*Entries shown:*
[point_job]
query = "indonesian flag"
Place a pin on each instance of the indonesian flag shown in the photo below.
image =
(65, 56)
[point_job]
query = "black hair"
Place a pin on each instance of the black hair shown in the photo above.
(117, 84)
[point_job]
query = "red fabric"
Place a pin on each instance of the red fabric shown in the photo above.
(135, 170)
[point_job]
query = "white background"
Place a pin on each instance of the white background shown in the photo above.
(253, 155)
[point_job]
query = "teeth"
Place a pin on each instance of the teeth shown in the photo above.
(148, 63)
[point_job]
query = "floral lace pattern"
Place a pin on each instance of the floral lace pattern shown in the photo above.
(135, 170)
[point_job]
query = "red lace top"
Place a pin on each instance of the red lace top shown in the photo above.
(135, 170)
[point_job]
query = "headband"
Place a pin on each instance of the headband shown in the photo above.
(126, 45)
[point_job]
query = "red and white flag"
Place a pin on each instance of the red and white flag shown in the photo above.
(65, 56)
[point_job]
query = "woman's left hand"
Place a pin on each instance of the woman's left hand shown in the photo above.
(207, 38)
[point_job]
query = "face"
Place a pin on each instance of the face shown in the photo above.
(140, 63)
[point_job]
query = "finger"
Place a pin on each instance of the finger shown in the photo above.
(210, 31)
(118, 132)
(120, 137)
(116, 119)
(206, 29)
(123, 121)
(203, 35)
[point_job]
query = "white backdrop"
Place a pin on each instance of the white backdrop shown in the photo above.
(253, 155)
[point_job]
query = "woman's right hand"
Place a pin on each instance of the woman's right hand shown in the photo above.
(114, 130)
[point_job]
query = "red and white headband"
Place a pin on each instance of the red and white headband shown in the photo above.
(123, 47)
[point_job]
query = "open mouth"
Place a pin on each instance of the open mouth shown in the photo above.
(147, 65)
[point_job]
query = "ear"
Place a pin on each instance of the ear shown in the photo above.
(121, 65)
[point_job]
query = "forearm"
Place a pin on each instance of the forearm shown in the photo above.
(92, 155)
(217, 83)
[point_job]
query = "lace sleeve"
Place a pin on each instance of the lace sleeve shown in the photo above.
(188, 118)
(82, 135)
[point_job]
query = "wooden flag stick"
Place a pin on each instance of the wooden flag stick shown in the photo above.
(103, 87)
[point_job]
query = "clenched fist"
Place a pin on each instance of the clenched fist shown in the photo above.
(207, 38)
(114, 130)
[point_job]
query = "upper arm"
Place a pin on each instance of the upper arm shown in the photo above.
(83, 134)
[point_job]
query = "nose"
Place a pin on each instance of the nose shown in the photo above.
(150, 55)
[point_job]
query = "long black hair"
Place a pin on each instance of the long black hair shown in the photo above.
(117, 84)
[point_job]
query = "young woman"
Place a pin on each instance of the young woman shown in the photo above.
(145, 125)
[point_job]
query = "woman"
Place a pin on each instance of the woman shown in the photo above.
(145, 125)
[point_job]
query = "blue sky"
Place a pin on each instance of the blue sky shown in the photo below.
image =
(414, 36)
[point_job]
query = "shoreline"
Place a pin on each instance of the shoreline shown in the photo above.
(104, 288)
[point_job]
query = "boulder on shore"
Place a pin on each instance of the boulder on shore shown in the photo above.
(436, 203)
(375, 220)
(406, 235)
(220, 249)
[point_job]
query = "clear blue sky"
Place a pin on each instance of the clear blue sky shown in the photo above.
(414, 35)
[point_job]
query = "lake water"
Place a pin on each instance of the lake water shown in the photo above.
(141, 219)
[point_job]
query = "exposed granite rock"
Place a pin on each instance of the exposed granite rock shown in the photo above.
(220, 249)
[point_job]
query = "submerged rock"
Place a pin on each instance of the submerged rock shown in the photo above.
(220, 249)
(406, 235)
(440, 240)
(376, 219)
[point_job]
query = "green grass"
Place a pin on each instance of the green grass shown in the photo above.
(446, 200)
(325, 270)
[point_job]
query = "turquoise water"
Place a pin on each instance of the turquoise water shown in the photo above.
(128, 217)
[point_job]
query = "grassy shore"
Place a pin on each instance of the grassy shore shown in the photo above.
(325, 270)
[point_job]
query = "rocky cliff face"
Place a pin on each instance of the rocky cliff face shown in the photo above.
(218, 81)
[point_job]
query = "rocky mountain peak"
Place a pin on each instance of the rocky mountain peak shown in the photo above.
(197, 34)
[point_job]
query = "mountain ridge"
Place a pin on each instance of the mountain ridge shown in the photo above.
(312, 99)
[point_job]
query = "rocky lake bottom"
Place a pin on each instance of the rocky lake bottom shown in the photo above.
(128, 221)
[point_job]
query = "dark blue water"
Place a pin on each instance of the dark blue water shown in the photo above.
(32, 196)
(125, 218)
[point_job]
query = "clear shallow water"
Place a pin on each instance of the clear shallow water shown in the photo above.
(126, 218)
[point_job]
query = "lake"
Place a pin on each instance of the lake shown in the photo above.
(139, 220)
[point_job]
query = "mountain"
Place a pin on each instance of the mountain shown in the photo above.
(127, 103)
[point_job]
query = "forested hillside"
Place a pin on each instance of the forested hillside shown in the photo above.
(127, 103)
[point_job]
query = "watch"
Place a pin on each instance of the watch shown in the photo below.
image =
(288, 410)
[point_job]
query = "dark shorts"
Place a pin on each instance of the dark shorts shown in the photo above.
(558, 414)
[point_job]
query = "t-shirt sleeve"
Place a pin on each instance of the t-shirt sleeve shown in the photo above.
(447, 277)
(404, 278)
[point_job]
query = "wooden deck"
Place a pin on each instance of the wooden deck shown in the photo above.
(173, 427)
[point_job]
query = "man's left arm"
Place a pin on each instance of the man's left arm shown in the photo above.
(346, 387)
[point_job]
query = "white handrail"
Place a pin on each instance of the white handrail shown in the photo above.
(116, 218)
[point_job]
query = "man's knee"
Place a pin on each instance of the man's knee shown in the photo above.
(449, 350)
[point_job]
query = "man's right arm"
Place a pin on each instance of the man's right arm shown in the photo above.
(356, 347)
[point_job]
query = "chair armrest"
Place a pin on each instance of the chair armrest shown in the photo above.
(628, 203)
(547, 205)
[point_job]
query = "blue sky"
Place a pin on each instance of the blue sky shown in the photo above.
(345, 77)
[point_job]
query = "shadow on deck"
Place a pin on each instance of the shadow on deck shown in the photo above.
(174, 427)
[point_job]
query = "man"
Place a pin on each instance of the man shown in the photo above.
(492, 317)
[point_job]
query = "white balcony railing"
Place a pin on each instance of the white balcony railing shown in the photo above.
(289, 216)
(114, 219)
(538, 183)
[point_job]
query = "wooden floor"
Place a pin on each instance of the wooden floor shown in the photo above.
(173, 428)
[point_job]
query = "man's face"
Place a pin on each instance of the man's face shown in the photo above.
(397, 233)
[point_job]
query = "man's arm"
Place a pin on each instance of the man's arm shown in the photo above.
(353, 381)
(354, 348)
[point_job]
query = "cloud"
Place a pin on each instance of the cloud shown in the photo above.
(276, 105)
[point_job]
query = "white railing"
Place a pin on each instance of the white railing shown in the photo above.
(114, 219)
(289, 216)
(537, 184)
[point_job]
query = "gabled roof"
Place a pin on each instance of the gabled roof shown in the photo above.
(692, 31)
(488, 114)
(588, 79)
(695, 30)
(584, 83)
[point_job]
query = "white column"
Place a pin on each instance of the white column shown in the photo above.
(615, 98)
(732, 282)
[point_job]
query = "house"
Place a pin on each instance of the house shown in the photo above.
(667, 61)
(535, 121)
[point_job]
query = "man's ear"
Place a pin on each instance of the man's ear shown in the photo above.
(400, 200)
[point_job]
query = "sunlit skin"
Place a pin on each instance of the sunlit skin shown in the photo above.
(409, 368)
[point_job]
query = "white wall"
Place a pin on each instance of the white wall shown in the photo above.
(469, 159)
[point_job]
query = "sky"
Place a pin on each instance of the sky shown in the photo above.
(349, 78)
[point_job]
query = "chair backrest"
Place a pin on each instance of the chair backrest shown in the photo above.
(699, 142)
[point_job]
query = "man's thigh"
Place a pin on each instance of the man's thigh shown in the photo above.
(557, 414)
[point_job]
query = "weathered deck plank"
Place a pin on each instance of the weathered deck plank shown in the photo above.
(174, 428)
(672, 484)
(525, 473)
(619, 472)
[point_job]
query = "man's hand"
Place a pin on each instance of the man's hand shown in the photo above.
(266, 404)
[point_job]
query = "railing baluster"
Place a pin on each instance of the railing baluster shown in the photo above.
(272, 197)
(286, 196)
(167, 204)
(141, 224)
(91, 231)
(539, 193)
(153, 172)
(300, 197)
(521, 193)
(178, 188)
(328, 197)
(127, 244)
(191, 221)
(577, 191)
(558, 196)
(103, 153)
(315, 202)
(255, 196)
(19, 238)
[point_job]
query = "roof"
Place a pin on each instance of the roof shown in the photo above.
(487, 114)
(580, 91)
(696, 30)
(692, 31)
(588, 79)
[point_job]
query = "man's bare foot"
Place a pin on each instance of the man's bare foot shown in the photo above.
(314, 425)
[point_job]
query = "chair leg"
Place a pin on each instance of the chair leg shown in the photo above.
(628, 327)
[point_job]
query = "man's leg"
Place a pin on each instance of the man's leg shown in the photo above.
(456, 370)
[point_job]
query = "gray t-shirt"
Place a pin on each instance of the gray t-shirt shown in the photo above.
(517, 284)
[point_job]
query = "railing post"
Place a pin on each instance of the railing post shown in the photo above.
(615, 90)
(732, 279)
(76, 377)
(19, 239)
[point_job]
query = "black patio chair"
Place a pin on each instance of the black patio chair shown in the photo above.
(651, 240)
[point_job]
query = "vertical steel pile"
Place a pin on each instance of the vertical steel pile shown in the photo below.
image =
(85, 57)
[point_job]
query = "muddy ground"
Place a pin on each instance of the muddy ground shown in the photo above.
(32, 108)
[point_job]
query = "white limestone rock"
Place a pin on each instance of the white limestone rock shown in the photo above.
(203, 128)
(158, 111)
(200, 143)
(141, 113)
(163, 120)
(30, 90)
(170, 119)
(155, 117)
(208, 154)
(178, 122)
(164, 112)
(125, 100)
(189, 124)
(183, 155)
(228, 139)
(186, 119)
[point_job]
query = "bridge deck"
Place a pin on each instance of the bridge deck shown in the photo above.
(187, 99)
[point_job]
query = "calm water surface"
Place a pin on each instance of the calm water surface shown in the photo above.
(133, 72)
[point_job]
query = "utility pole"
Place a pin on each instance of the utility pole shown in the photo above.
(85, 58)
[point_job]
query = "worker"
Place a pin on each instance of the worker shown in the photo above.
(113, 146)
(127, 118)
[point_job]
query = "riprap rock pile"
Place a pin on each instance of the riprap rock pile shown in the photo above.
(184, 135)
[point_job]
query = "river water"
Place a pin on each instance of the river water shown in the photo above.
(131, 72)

*Problem to solve:*
Please count the lines above that contain the string "vertical" and reply with the number alone.

*Reply:*
2